Eine wichtige Aufgabe dieses Blogs für die nächsten Tage wird sein, die in den letzten Wochen ausgespielten Bürgermeisterwahlen in den Weltstädten London, Rom, Augsburg und Hamburg zu kommentieren. Gibt es Gemeinsamkeiten? Wie tickt die Wählerschaft in europäischen Großstädten? Überall haben sich die Wähler gegen langjährige Erwartungen entschieden: In London setzte sich der herrlich unangepasste Boris Johnson gegen den populären Amtsinhaber Ken Livingstone durch, in Rom kam überraschend mit Gianni Alemanno ein Postfaschist ans Ruder, in Augsburg setzte sich ein Kandidat durch, der zum Zeitpunkt der Wahl überhaupt keiner Partei angehörte, in Hamburg handelte Ole von Beust die erste schwarz-grüne Koalition auf Landesebene aus.
Eines ist klar: Für den Fahrradverkehr war die Londoner Bürgermeisterwahl vom 4. Mai 2008 ein eindeutiger Sieg. Denn Boris Johnson ist – im Gegensatz zum bekennenden U-Bahnfahrer Livingstone – nach eigenen Worten ein militanter und deshalb zutiefst regeltreuer Radler:
Cycling enthusiast and Tory candidate for London mayor, Boris Johnson, called for „zero tolerance“ of cyclists who break the rules.

**GEGEBENE EINTRÄGE:**
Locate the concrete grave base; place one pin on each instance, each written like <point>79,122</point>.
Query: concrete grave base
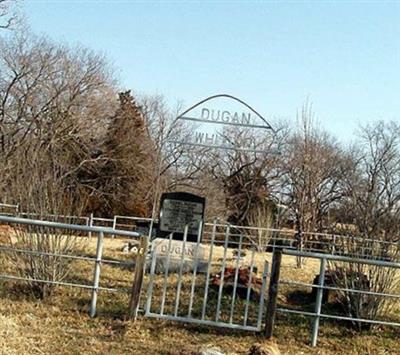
<point>160,248</point>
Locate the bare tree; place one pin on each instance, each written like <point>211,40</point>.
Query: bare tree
<point>55,102</point>
<point>315,167</point>
<point>372,206</point>
<point>8,15</point>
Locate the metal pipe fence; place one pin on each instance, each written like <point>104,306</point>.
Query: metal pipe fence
<point>97,261</point>
<point>212,286</point>
<point>265,239</point>
<point>322,287</point>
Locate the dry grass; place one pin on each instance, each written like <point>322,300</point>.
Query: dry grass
<point>61,324</point>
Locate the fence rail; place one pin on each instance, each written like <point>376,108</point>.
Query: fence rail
<point>98,260</point>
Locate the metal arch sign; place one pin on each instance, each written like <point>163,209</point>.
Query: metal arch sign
<point>236,126</point>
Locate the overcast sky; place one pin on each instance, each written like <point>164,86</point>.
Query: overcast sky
<point>343,56</point>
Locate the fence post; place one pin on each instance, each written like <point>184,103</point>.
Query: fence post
<point>90,224</point>
<point>114,225</point>
<point>318,302</point>
<point>138,278</point>
<point>96,277</point>
<point>273,293</point>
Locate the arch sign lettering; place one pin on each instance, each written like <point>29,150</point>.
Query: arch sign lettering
<point>223,122</point>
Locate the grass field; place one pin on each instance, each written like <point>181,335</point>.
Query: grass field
<point>61,324</point>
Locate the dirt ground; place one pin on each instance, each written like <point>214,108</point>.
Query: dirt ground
<point>61,325</point>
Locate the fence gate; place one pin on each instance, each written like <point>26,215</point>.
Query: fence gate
<point>219,282</point>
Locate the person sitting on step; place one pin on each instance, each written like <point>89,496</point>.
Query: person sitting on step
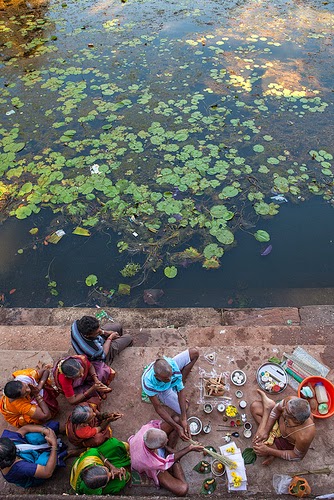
<point>286,429</point>
<point>29,398</point>
<point>87,337</point>
<point>87,427</point>
<point>152,452</point>
<point>163,382</point>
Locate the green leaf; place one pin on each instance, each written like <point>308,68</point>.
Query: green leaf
<point>262,236</point>
<point>221,212</point>
<point>91,280</point>
<point>170,272</point>
<point>225,236</point>
<point>124,289</point>
<point>229,192</point>
<point>80,231</point>
<point>213,250</point>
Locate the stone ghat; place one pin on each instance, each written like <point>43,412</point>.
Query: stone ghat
<point>241,338</point>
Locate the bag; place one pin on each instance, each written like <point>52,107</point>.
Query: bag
<point>299,487</point>
<point>281,483</point>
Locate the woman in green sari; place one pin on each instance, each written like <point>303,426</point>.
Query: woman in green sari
<point>102,470</point>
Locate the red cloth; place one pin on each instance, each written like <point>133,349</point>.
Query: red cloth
<point>86,432</point>
<point>66,385</point>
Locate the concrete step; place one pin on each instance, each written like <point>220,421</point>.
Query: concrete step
<point>35,337</point>
<point>134,318</point>
<point>177,318</point>
<point>126,398</point>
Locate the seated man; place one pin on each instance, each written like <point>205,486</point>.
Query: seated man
<point>152,452</point>
<point>286,429</point>
<point>29,398</point>
<point>163,382</point>
<point>87,337</point>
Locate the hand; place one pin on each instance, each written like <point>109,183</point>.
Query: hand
<point>112,335</point>
<point>102,388</point>
<point>196,447</point>
<point>51,438</point>
<point>121,472</point>
<point>34,391</point>
<point>185,425</point>
<point>260,437</point>
<point>114,416</point>
<point>182,434</point>
<point>262,450</point>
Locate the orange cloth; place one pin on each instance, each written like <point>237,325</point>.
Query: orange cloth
<point>21,411</point>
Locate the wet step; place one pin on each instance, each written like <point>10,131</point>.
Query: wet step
<point>134,318</point>
<point>126,398</point>
<point>180,317</point>
<point>32,337</point>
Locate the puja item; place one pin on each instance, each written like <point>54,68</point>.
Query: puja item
<point>238,377</point>
<point>214,386</point>
<point>272,378</point>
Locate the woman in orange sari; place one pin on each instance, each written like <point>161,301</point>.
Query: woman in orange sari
<point>81,380</point>
<point>29,398</point>
<point>87,427</point>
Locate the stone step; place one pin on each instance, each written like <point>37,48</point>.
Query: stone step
<point>134,318</point>
<point>162,318</point>
<point>35,337</point>
<point>126,398</point>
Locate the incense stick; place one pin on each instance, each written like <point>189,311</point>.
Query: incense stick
<point>224,460</point>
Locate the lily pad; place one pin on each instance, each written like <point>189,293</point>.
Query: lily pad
<point>203,467</point>
<point>225,236</point>
<point>262,236</point>
<point>170,271</point>
<point>91,280</point>
<point>81,231</point>
<point>124,289</point>
<point>229,192</point>
<point>208,486</point>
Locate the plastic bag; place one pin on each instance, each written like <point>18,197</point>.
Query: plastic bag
<point>281,483</point>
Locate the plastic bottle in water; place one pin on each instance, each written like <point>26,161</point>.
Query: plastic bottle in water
<point>321,393</point>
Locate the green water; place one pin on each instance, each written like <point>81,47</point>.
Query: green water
<point>162,133</point>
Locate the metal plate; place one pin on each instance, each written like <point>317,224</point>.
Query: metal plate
<point>272,378</point>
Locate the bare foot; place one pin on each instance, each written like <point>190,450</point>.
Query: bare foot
<point>268,403</point>
<point>268,461</point>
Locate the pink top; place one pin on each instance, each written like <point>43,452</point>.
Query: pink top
<point>145,460</point>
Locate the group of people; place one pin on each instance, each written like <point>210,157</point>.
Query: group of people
<point>30,403</point>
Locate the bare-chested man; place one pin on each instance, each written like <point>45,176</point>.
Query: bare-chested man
<point>291,436</point>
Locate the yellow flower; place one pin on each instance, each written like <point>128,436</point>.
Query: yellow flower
<point>237,480</point>
<point>231,411</point>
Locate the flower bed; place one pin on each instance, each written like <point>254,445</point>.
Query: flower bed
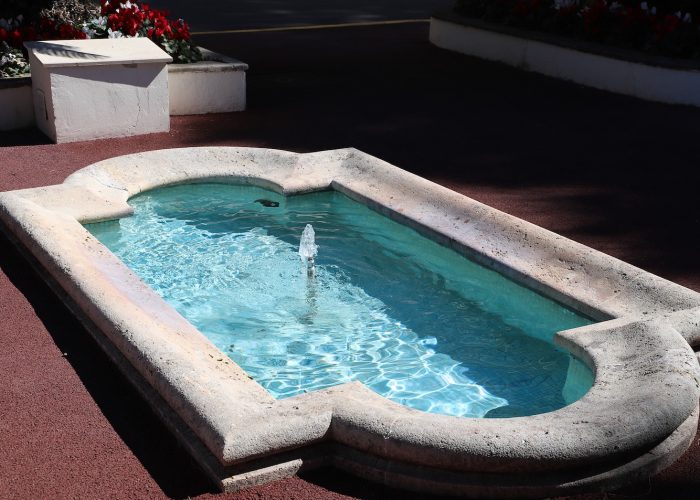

**ZU BEARBEITENDE AUFGABEN:**
**1)** In welcher Stadt setzte sich laut Lesetext ein Kandidat durch, der zum Zeitpunkt der Wahl keiner Partei angehörte?
**2)** Prüfe, ob die folgenden Aussagen mit dem Lesetext übereinstimmen. Antworte jeweils mit Ja oder Nein und zitiere die entscheidenden Worte des Lesetexts. (a) Ken Livingstone wird als bekennender U-Bahnfahrer beschrieben. (b) Ole von Beust handelte in Hamburg eine rot-grüne Koalition aus. (c) Die Londoner Bürgermeisterwahl fand am 4. Mai 2008 statt.
**3)** Knüpfe an den Schluss des Lesetexts über die Bürgermeisterwahlen an und schreibe ihn weiter.

**LÖSUNGEN DER AUFGABEN:**
**1)** In Augsburg.

**2)**
(a) Ja: „im Gegensatz zum bekennenden U-Bahnfahrer Livingstone“
(b) Nein: „in Hamburg handelte Ole von Beust die erste schwarz-grüne Koalition auf Landesebene aus“
(c) Ja: „die Londoner Bürgermeisterwahl vom 4. Mai 2008“

**3)**
Speaking to ITV1, he said: „I am a militant cyclist myself and I love cycling and I want more people to cycle in London, but part of the deal has got to be that if we are going to expand cycling in London … we cyclists have got to obey the laws of the road.“
Das Bekenntnis machte Johnson übrigens, nachdem sein Parteichef David Cameron mehrfach dabei ertappt worden war, wie er Einbahnstraßen in falscher Richtiung entlangradelte und das Rotlicht missachtete. Das Ganze schlug vor den Kommunalwahlen riesige Wellen und brachte den Konservativen sicherlich zusätzliche Sympathie ein: Denn erstens entpuppte sich der Parteivorsitzende als begeisterter, nicht immer regeltreuer Radler, zweitens bekam der Boss einen Rüffel von dem bekanntermaßen schillernden Kandidaten seiner eigenen Partei. Beides dürfte die Chancen der Konservativen nicht unwesentlich gesteigert haben.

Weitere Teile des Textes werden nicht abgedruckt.